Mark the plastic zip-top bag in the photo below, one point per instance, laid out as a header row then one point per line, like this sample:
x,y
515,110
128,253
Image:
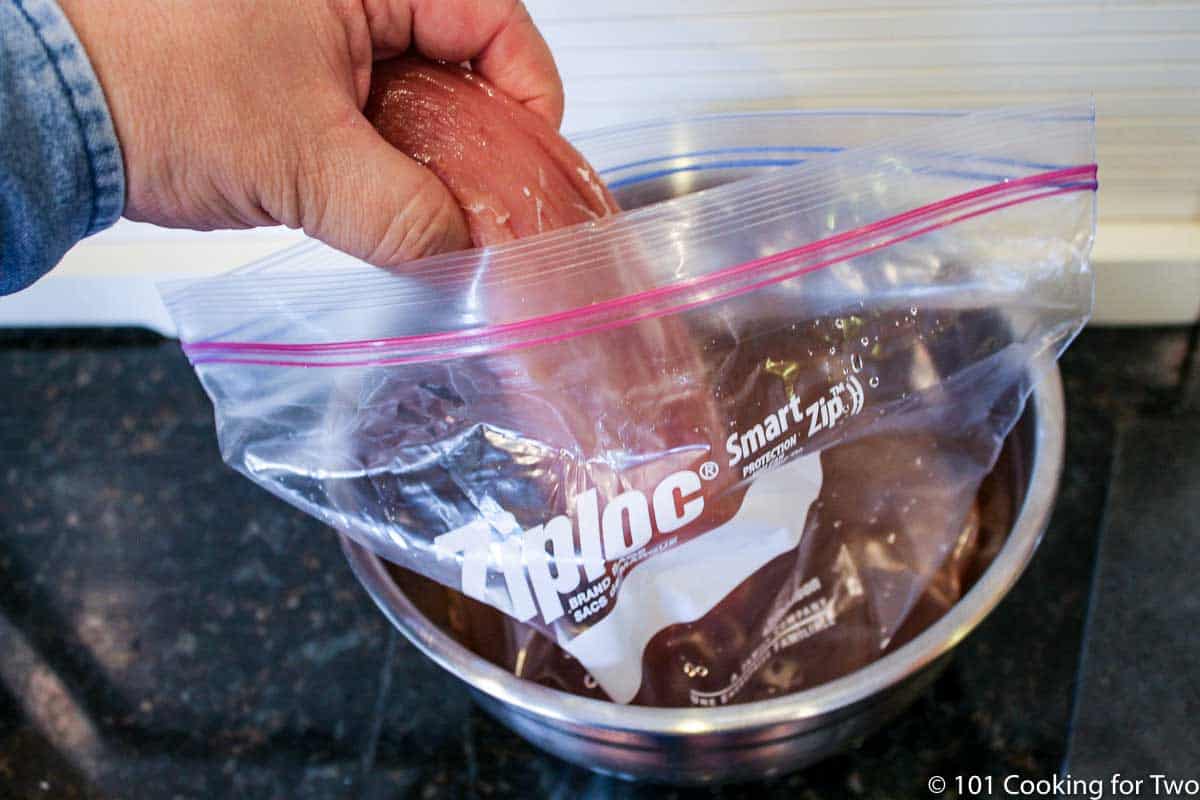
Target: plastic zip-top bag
x,y
715,446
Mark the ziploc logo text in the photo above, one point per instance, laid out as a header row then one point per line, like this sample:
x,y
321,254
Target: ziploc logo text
x,y
541,564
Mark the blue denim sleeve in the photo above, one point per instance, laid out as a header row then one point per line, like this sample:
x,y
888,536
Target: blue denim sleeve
x,y
61,175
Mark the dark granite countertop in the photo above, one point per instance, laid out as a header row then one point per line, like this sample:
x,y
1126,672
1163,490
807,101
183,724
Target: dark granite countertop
x,y
168,630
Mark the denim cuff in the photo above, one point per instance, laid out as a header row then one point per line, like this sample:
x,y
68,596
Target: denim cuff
x,y
89,109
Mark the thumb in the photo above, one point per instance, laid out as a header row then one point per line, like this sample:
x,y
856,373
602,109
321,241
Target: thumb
x,y
365,197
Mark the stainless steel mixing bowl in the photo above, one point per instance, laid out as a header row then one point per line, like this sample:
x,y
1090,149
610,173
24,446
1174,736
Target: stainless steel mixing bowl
x,y
753,739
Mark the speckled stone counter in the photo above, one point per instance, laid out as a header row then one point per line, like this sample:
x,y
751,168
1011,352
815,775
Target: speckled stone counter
x,y
168,630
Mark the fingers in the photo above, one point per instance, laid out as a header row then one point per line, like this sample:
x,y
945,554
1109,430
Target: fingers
x,y
363,196
497,36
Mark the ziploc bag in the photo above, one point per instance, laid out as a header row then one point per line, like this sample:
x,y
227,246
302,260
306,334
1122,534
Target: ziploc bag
x,y
715,446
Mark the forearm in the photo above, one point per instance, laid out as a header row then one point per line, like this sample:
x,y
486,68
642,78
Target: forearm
x,y
61,175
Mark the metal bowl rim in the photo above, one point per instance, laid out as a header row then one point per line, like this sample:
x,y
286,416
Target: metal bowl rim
x,y
574,711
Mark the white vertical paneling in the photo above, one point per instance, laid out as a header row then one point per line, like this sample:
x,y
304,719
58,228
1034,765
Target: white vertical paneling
x,y
624,60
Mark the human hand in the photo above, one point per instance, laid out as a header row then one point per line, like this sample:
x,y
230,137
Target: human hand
x,y
247,113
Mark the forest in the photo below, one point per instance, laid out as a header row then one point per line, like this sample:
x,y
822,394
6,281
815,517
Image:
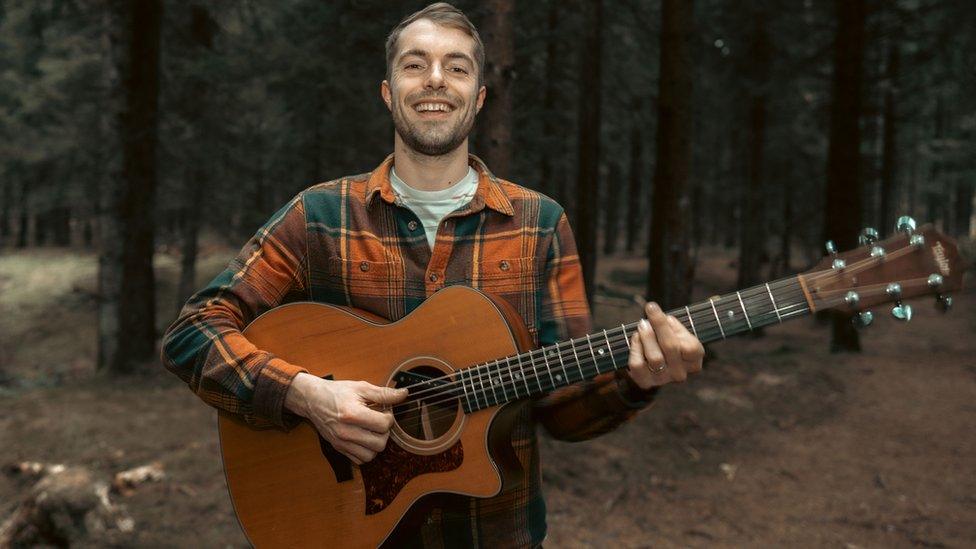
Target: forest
x,y
698,147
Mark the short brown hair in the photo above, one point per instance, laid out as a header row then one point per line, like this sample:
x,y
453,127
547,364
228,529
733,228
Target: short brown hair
x,y
445,15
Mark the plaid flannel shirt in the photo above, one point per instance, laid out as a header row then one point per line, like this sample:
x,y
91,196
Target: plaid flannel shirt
x,y
348,242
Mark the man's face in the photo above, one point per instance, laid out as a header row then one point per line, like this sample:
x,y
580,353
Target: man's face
x,y
434,93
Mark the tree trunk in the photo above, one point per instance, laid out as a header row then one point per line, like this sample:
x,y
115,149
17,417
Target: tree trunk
x,y
843,206
127,331
494,138
23,216
635,193
202,31
752,243
552,185
889,148
670,268
611,218
963,210
588,172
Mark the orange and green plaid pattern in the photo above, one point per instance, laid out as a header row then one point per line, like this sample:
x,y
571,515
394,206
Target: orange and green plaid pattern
x,y
348,242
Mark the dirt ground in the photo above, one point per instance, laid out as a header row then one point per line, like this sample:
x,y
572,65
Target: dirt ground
x,y
777,443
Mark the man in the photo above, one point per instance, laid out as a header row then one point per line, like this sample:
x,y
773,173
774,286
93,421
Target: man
x,y
429,216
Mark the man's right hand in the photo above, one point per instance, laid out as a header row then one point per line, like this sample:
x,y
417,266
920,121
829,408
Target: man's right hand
x,y
339,411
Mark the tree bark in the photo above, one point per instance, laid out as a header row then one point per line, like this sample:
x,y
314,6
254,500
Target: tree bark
x,y
494,138
752,243
889,149
588,171
202,31
611,217
670,269
843,203
635,220
127,331
554,186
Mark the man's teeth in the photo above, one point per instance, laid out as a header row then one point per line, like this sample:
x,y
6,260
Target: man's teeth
x,y
433,107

--*--

§ Exercise directions: Reproduce each line of the records exactly and exclude any images.

§ Solution to this problem:
Mark the plastic zip-top bag in the photo below, one point per instance, laid out as a header row then one point per line, like this sample:
x,y
515,110
128,253
Image:
Target: plastic zip-top bag
x,y
715,446
Mark the ziploc logo text in the photo above, one point per instance, laid out as a header row then one point per line, like this sample:
x,y
321,254
Target: ziploc logo text
x,y
541,564
Mark the blue denim sleeve in the photo above, one point per instance, laid out as a header row then one point per line, like this sample:
x,y
888,536
Target: blue denim sleeve
x,y
61,175
Mark the dark granite countertop in the photo above, one point per instance, laid out as a header row then one point per line, like this sample:
x,y
1126,672
1163,490
807,101
183,724
Target: dark granite countertop
x,y
168,630
Mark the denim cuff in the photo above, one point per instance, laid out as a header row then one point per line, like this sample:
x,y
68,596
Target: denim cuff
x,y
89,109
Mark the thumb in the photo above, one point per instance, laid out as a header row then one point per line, like this sample:
x,y
856,373
602,109
321,241
Target: thumb
x,y
365,197
Mark the stainless steel mixing bowl in the photo above, one point per instance, laid out as a header row then one point per line, like this sample:
x,y
1090,149
610,173
24,446
1174,736
Target: stainless steel mixing bowl
x,y
753,739
Mark the speckled stone counter in the photo above, one point per instance, laid out as a header row then one point per line, like this sample:
x,y
751,168
1011,352
815,775
Target: speckled stone counter
x,y
168,630
Mark the fingers in the photo above, one point per instance, laid out as a header row then one point per line, like this sample:
x,y
945,554
1109,430
Target: fingers
x,y
363,196
497,36
Mark the ziploc bag in the photo above, one point per instance, laid out as a header row then one point per line, like this sample:
x,y
227,246
302,260
306,334
1122,534
Target: ziploc bag
x,y
715,446
Mark the forearm in the photo above, one point per instance, laid out as a header row then one point per line, like this sample:
x,y
486,68
642,78
Target: forearm
x,y
61,175
Mark the metal bowl rim in the photo above, one point per instance, laid out as a header row then one point per line, like this sample:
x,y
286,416
Target: metal bowl rim
x,y
574,711
Mark the white vertical paneling in the photo above, one point per instance, laid out as a header row then one point per line, like this sample:
x,y
304,719
58,228
1034,765
Target: white vertical paneling
x,y
624,60
Mark the human hand in the photo above, one point per instance, laid out as a header row then one point per line, like this sample:
x,y
230,137
Target: human hand
x,y
247,113
Mark the forest in the photo below, one point per instance, laid out as a header row then one point per line, like this sample:
x,y
822,394
6,281
815,517
Image:
Target: forest
x,y
698,147
Mark the short brown hair in the photo above, one point per instance, laid out as a header row then one point per line, like this sample:
x,y
453,127
547,364
228,529
733,228
Target: short brown hair
x,y
445,15
Mark the plaid flannel shirt in the photo above, one point per instance, laid out as a header row then one point per line, like this sample:
x,y
91,196
Target: plaid flannel shirt
x,y
348,242
Mark the man's face in the photo above, one point per instance, laid out as a header row then one point per line, like this sample:
x,y
580,353
Target: man's face
x,y
434,93
Mark the tree trunk in the photo above, one point per instance, laid out as a header row then one point per line, like this sample:
x,y
115,149
17,417
Target: tree trunk
x,y
843,206
127,331
494,138
23,216
635,193
202,31
752,243
552,185
889,148
670,268
611,218
963,210
588,172
Mark the orange and green plaid pattern in the photo above, one point per instance, laid out as a header row then one point per line, like this sample:
x,y
571,515
394,206
Target: orange and green plaid pattern
x,y
348,242
Mark the dirt ground in the photo above, one point per instance, laid out as a header row then one point per line, like this sample:
x,y
572,65
Target: dirt ground
x,y
777,443
Mark the man in the photo above, one point per instance, laid out as a header row then one point per line, like this sample:
x,y
773,173
774,286
93,421
Target: man
x,y
429,216
Mark the man's right hand in the photo above, one point per instance, laid out as a header row then one point per line, like this sample:
x,y
417,266
920,121
829,408
Target: man's right hand
x,y
339,411
Mark the tree bark in the photo above, one point per instance, laid out as a header row then one point per line, like this sample:
x,y
314,6
254,500
Target: tree bark
x,y
494,138
752,243
889,149
588,171
202,31
611,217
670,269
843,203
635,220
127,331
554,186
Mark the man's teeth in the photo above, one point per instance, laid out as a header row then one point per line, like this sample:
x,y
6,260
Target: man's teeth
x,y
433,107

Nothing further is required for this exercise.